Multisectoral monetary model developed in Mathcad & Mathematica
Multisectoral monetary model developed in Mathcad & Mathematica
  • Once you've modeled one economy, you've modeled them all, so to speak—in that a structure that fully describes a single country's financial and physical economic systems can be modified to describe another's. Link the two via exchange rates, exports & imports and financial flows, and you have a dynamic, complete model of the global economy.
Of course, an economy can't be modeled in the same way that an engineering system can: you can't predict precisely what will happen in the future, because human agency will intervene, and unpredictable extra-economic effects do occur. But Minsky will enable the modeling of the financial imperatives, physical constraints and nonlinear feedbacks that exist in the real world, and which are ignored in existing economic models and economic policy. It will also allow issues that current models completely ignore—such as the level and rate of growth of private debt—to be properly considered. That has to lead to a better economics.
Lastly, if you haven't studied economics, you might think that economists already use programs like Simulink or IThink to build dynamic models. They don't. They instead use either specialized programs for what they call DSGE modeling, or they use a purpose-designed toolkit in Matlab or the like. These programs assume that the economy has a stable equilibrium, and that "dynamics" is simply the movement of the economy back to this stable equilibrium after some non-economic shock.
A real dynamic modeling system can't simply assume that the economy is stable, and it has to be able to model far from equilibrium dynamics as Minsky does.
Really visual visualization
All system dynamics models are visual when compared to coding a model in a programming language, but how visual they are varies considerably. My favorite among the existing programs is Vissim, because its equations are 100% visual, it uses variable names as well as wires to pass signals, it gives a structured outline view of its groups, and you can embed graphs in the diagram. Here's one of my cyclical models rendered in Vissim, shown at the top level of the model.
Vissim example: all equations are visual
Vissim example: all equations are visual
By way of comparison, here is a marketing model in Vensim:
Top level of a model in Vensim
Top level of a model in Vensim
That's rather less visibly oriented than Vissim. Equation entry in Vensim also uses a dialog box, rather than the visual metaphor:
Vensim equations are entered as strings of text rather than visually
Vensim equations are entered as strings of text rather than visually
Minsky is entirely visual in how equations are entered—with the double-entry bookkeeping table being our special way of visualizing financial flows.

[Exercise requirements]
1. Which software programs does the passage on economic modeling software name?
2. Does each statement agree with the passage on economic modeling software? Answer yes or no and quote the deciding words.
(a) Economists commonly build dynamic models with programs like Simulink or IThink.
(b) Vensim uses a dialog box for equation entry.
(c) Among existing programs, Vensim is the writer's favorite.
3. Pick up the passage on economic modeling software after its final sentence and continue writing it.
The listing after this is separate from the passage on economic modeling software.

[Provided material]

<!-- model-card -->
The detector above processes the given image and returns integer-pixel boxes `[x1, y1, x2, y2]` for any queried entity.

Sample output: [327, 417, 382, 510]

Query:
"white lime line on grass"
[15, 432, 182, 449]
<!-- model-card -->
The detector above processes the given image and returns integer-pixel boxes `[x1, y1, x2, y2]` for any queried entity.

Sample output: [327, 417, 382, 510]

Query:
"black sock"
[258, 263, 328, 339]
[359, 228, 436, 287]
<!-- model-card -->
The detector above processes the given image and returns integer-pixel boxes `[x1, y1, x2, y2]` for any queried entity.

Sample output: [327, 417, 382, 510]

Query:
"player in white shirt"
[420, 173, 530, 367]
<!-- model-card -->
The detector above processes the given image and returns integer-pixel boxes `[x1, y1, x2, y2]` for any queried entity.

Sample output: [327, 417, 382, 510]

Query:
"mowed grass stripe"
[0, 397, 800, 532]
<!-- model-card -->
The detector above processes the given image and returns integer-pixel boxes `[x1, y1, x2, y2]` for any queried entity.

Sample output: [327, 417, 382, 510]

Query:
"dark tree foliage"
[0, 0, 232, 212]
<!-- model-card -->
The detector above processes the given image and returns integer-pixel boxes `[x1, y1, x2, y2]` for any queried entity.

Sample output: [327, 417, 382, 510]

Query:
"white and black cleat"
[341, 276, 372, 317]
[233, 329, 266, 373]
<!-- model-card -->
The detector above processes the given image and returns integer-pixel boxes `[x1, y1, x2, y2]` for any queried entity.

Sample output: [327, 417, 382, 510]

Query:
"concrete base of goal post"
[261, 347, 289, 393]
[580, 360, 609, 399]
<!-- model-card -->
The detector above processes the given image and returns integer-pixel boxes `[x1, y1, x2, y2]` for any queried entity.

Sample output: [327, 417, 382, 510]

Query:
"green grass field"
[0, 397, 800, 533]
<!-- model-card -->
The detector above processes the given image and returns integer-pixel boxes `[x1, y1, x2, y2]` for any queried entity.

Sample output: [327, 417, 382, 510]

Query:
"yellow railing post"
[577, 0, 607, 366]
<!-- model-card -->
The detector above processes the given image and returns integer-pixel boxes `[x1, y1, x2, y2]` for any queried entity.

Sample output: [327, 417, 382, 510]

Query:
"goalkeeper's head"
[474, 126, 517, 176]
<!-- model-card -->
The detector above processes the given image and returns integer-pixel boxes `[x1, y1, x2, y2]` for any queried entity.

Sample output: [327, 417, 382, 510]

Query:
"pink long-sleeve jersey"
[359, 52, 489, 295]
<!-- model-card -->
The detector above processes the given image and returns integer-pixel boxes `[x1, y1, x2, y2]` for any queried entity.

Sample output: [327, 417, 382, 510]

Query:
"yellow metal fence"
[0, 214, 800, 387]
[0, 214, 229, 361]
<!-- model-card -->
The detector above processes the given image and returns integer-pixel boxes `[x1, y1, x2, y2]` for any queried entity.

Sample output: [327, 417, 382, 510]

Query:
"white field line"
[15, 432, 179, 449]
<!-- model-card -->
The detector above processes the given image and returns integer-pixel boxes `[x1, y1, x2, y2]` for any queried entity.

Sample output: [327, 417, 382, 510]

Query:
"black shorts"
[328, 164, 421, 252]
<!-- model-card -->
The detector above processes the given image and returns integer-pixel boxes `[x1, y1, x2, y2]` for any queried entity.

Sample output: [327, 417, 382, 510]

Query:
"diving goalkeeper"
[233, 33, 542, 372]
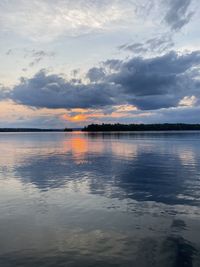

[Answers in order]
1. Mathcad, Mathematica, Minsky, Simulink, IThink, Matlab, Vissim, Vensim

2.
(a) No: "They don't."
(b) Yes: "Equation entry in Vensim also uses a dialog box, rather than the visual metaphor"
(c) No: "My favorite among the existing programs is Vissim"

3.
But we're not leaving it there: we're also trying to do better than current system dynamics programs in making modeling visual. For example, here's how we have implemented grouping, compared to how it's done in the most visual of existing programs, Vissim. Our groups are transparent: check the video to see how this works.

Why Minsky matters—for economic rebels

Non-orthodox economists from all other schools of thought—Austrians, Post Keynesians, Evolutionary economists, you name it—have been critiquing the Neoclassical mainstream for decades. And the mainstream has ignored them all. Now a crisis that the mainstream believed was impossible has happened.
We're still critiquing Neoclassicals after the crisis, and they're still ignoring us (though less effectively than they used to do). They are also adapting their models to at least mimic the crisis—which is arguably what happened in the Great Depression when Hicks developed the IS-LM model. Hicks later admitted that his model was based not on Keynes at all, but on Walras:
"the idea of the IS-LM diagram came to me as a result of the work I had been doing on three-way exchange, conceived in a Walrasian manner" (Hicks 1981, pp. 141-42)
This model derailed Keynes's approach, and swept aside Hayek's challenge as well. We don't want that to happen again. But unless we develop a viable alternative paradigm, it will happen again.
The time has come to move beyond critique alone. Minsky is not intended to be all of that alternative paradigm, but it is intended to be part of it by:
  • Providing a visual, dynamic, monetary, non-equilibrium way of seeing the economy that will be far more attractive to new students than the static, equilibrium barter vision they get in introductory Neoclassical courses; and
  • Enabling researchers who wish to do so to build dynamic models of the economy using a tool that is specifically designed to model banking as well as the physical dynamics of a production economy.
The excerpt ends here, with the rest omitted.